▸ **AIM**
Repeat the lines of the entries below exactly, from the line that contains "of the orange" through the end of the entries, with both ends included, and leave the pictures out of your answer.

▸ **PROVIDED MATERIAL**
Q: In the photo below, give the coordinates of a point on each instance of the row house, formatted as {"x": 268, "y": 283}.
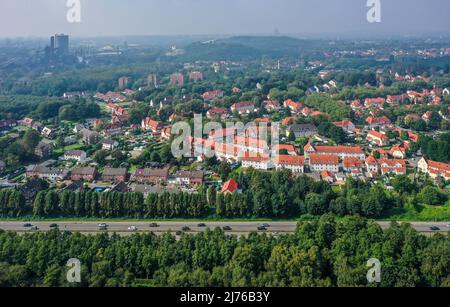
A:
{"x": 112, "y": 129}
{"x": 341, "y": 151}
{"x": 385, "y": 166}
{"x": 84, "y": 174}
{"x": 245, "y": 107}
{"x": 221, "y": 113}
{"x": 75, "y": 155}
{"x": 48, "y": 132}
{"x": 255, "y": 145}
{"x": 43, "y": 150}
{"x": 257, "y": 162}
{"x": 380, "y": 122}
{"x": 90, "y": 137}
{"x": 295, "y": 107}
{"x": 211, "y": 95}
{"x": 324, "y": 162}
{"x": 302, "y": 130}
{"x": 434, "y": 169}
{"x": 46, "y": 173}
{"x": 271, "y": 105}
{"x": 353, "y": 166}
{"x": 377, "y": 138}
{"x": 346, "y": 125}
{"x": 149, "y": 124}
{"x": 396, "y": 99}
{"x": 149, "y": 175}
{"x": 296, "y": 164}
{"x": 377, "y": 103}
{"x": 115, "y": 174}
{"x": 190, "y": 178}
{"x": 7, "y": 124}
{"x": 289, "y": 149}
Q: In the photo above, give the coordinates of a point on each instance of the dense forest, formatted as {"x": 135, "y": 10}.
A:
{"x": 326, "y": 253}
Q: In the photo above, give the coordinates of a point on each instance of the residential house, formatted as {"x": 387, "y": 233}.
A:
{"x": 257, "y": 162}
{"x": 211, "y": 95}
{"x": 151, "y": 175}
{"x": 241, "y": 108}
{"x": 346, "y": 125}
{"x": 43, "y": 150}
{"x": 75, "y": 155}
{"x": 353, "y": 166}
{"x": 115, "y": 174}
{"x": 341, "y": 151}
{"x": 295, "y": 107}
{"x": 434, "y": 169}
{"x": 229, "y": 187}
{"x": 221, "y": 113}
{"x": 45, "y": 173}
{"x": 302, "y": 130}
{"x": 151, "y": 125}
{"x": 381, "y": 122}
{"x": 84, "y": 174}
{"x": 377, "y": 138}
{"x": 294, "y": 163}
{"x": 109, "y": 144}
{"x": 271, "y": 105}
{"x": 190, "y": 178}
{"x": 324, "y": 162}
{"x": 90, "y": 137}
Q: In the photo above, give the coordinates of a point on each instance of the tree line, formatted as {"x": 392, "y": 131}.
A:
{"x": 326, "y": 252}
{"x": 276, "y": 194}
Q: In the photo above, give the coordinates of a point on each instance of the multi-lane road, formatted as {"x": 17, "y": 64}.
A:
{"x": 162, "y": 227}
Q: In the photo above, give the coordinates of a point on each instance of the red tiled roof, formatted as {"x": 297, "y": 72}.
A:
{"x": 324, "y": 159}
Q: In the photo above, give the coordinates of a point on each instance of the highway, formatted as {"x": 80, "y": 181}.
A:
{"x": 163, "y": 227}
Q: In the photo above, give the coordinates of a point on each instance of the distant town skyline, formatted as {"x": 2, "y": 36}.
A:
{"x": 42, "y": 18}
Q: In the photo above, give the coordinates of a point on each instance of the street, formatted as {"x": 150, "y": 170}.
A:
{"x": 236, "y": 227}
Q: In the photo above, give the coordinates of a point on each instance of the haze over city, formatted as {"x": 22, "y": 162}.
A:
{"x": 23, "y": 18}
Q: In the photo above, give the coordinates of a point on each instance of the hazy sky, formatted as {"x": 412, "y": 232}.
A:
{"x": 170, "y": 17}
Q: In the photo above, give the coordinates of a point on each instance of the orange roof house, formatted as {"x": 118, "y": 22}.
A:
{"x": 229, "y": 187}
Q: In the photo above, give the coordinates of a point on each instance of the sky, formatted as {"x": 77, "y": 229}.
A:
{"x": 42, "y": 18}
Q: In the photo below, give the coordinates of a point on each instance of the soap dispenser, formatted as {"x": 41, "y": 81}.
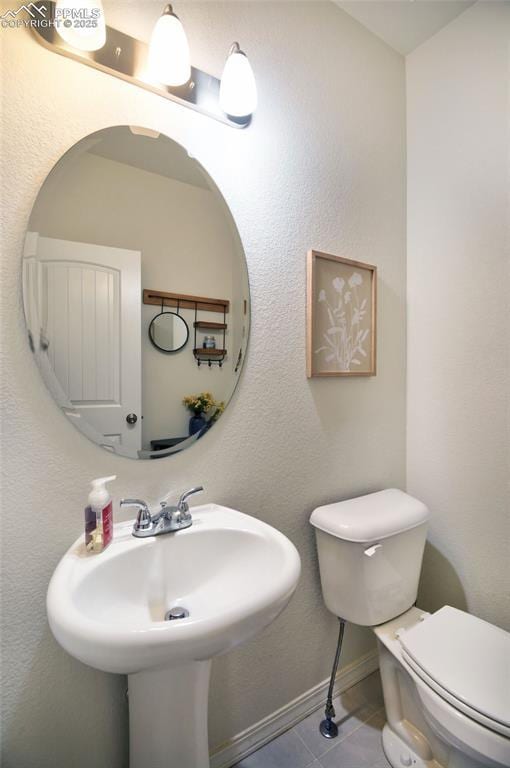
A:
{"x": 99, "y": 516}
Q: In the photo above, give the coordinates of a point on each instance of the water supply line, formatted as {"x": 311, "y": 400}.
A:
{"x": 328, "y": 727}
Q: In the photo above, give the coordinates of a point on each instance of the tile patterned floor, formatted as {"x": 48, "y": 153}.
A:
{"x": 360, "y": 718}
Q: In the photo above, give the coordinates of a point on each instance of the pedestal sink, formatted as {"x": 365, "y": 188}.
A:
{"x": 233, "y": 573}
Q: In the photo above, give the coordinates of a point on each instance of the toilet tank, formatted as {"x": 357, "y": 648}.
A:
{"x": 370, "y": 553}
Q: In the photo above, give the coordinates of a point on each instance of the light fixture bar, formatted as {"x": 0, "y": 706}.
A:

▸ **COMPLETE OUTPUT**
Q: In the photo above, give the coordinates of a point on each instance of the orange roof house, formatted as {"x": 118, "y": 22}.
A:
{"x": 229, "y": 187}
Q: In the photo above, give the coordinates of a point on each instance of the sky, formatted as {"x": 77, "y": 229}.
A:
{"x": 42, "y": 18}
Q: In the photo below, give the coordinates of a point on each instance of the soap dispenser, formatted as {"x": 41, "y": 81}.
A:
{"x": 99, "y": 516}
Q: In the photo above, give the coordinates of a point on each instance of the water supply line, formatted as {"x": 311, "y": 400}.
A:
{"x": 328, "y": 727}
Q: In the photo above, give the coordinates of a point on each instance of the tile patterned floor, formatted as {"x": 48, "y": 153}.
A:
{"x": 360, "y": 718}
Q: In the photo above, give the coordinates of a point on each instance of the pedestal sink, formatted as {"x": 365, "y": 188}.
A:
{"x": 233, "y": 573}
Q: In the photo above, give the coordinates of a point on each instance of the toilet tank, formatted as {"x": 357, "y": 648}.
A:
{"x": 370, "y": 553}
Q: In the photo above, give the coordinates of a point on each instance of the light fixture bar, formatted as {"x": 0, "y": 706}.
A:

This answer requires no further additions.